_Task requirements:_ Copy everything from the line containing "In this photo, where can the green vertical" down to the line containing "pixel 258 130", both included, with no changes.

*****

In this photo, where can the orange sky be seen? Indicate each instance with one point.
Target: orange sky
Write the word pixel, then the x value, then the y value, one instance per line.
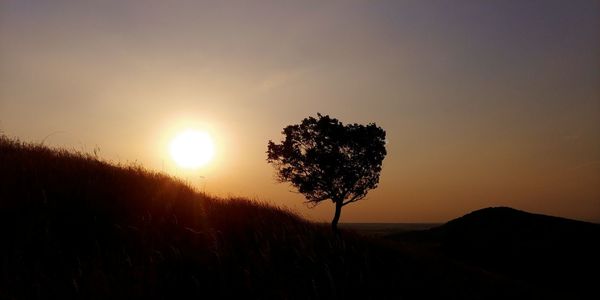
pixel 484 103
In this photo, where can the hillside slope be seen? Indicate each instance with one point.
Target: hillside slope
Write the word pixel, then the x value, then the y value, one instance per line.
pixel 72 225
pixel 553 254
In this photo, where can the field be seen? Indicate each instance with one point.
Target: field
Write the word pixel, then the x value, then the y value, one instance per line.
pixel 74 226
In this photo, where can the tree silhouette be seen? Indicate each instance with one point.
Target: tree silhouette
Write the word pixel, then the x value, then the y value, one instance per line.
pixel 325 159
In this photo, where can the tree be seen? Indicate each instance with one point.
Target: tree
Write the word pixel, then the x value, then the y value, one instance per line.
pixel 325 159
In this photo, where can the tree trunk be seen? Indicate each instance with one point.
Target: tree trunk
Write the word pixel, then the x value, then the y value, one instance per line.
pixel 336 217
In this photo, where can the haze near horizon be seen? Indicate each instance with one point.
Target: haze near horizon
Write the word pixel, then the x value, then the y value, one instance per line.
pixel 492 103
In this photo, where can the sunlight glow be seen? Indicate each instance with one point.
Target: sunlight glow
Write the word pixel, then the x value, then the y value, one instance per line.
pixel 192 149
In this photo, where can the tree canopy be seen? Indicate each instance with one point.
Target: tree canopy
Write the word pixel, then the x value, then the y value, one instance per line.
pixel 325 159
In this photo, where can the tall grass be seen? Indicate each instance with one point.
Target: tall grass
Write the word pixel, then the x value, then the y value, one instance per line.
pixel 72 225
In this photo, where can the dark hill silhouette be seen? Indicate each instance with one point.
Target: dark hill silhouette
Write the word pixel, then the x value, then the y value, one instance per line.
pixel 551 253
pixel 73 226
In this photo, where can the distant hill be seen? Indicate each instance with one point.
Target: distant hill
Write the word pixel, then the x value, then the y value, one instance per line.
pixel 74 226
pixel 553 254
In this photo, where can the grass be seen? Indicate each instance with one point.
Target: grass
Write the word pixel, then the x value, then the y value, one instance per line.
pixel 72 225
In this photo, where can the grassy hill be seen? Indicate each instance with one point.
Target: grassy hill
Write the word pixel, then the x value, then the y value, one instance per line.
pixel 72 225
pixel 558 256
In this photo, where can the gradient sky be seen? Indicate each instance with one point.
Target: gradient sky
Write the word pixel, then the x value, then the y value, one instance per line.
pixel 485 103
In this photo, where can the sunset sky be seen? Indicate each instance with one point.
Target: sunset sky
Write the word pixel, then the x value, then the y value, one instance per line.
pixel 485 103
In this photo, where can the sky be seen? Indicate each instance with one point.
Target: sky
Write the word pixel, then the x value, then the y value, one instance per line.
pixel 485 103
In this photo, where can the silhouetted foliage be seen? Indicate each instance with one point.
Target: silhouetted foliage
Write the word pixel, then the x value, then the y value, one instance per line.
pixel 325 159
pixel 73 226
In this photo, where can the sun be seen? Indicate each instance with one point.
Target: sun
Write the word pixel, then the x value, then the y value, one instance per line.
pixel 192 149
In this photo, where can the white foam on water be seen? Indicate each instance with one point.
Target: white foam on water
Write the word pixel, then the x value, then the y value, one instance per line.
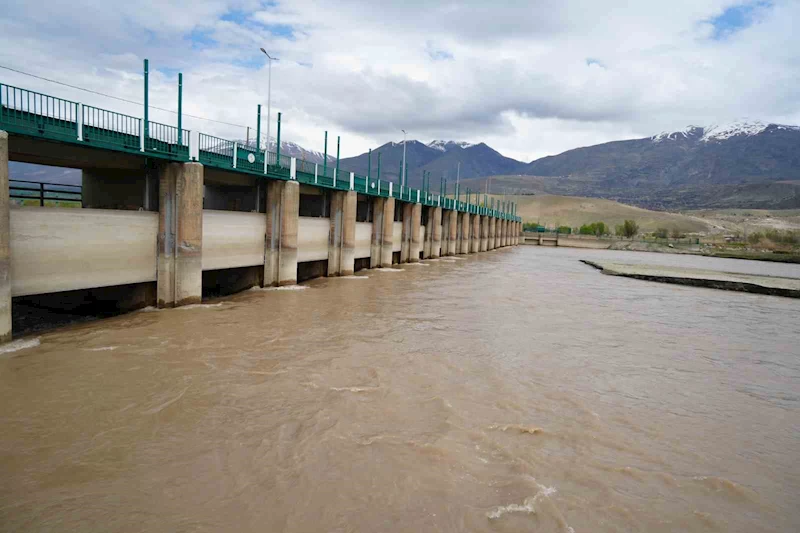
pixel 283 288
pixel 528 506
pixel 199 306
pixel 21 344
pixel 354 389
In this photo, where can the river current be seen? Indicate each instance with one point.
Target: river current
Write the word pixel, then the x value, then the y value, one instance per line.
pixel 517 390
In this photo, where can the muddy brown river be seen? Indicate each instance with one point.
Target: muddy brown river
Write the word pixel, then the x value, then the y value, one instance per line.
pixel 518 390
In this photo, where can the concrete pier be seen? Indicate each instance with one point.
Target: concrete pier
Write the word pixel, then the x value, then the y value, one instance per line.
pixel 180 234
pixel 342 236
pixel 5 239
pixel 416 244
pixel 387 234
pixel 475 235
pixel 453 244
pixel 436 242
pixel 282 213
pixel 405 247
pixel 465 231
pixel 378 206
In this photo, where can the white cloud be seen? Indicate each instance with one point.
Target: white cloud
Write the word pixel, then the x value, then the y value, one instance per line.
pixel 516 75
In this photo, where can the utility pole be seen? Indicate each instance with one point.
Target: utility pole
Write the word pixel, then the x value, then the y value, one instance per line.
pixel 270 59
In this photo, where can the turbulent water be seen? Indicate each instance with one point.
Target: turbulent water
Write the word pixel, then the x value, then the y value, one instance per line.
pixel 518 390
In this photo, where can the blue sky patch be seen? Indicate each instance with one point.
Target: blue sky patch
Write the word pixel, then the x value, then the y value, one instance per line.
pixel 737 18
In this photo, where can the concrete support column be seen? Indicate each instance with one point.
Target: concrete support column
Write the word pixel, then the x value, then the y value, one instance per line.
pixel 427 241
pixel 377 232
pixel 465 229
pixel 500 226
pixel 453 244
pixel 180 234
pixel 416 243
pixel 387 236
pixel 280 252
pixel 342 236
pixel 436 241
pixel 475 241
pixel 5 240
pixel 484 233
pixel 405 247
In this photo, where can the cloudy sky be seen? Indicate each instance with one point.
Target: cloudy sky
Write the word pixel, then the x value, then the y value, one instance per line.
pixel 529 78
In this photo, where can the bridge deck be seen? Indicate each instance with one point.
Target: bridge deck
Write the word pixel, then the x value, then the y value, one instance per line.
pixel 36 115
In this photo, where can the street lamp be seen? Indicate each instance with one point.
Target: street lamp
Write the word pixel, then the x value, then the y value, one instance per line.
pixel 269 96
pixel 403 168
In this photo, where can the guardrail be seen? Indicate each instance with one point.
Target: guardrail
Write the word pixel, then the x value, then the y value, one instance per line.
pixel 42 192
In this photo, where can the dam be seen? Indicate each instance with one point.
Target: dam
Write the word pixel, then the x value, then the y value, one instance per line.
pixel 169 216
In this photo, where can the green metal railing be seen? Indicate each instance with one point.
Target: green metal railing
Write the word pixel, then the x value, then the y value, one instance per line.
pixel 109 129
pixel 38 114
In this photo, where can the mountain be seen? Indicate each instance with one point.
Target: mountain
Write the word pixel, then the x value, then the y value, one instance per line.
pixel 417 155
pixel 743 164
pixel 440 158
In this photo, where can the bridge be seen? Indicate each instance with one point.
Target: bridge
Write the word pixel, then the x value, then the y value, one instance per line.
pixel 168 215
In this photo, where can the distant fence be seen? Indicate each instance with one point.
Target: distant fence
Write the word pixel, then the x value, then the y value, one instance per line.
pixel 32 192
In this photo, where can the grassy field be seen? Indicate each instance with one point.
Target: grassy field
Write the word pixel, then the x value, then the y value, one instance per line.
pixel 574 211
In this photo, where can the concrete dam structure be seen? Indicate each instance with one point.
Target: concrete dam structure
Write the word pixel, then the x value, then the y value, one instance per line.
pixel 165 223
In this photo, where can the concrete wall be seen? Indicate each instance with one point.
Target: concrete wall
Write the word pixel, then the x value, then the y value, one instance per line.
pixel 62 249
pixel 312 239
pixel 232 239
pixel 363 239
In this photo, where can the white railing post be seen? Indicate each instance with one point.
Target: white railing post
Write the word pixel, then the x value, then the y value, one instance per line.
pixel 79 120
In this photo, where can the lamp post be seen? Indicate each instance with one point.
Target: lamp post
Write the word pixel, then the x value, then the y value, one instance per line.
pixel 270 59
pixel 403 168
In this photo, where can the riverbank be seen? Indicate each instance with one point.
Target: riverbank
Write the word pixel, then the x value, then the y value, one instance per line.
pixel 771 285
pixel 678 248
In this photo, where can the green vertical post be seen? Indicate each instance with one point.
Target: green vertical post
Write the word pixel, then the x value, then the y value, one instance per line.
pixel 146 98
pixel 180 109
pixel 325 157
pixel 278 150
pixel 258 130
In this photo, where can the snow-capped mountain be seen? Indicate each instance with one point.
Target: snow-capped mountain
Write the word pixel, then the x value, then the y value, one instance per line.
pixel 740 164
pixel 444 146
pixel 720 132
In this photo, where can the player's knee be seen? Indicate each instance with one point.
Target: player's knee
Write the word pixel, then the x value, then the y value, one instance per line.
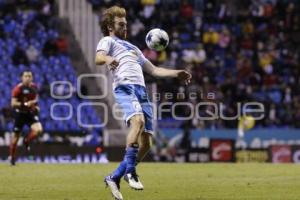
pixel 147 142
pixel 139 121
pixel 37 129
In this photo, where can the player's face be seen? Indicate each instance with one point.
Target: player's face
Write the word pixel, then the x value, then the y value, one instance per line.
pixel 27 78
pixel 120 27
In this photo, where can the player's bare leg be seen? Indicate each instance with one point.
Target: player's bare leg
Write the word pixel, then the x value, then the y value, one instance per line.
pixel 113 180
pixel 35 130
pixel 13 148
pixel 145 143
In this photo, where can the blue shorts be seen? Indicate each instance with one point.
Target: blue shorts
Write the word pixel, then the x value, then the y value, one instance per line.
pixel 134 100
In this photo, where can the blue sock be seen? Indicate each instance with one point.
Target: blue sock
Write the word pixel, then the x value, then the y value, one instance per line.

*****

_Task output:_
In this photo, where can the green vertical post be seen? Indicate each instance with one point.
Target: green vertical post
Write the word pixel, then the x value, then the y value, one instance per line.
pixel 146 98
pixel 180 109
pixel 325 157
pixel 278 150
pixel 258 130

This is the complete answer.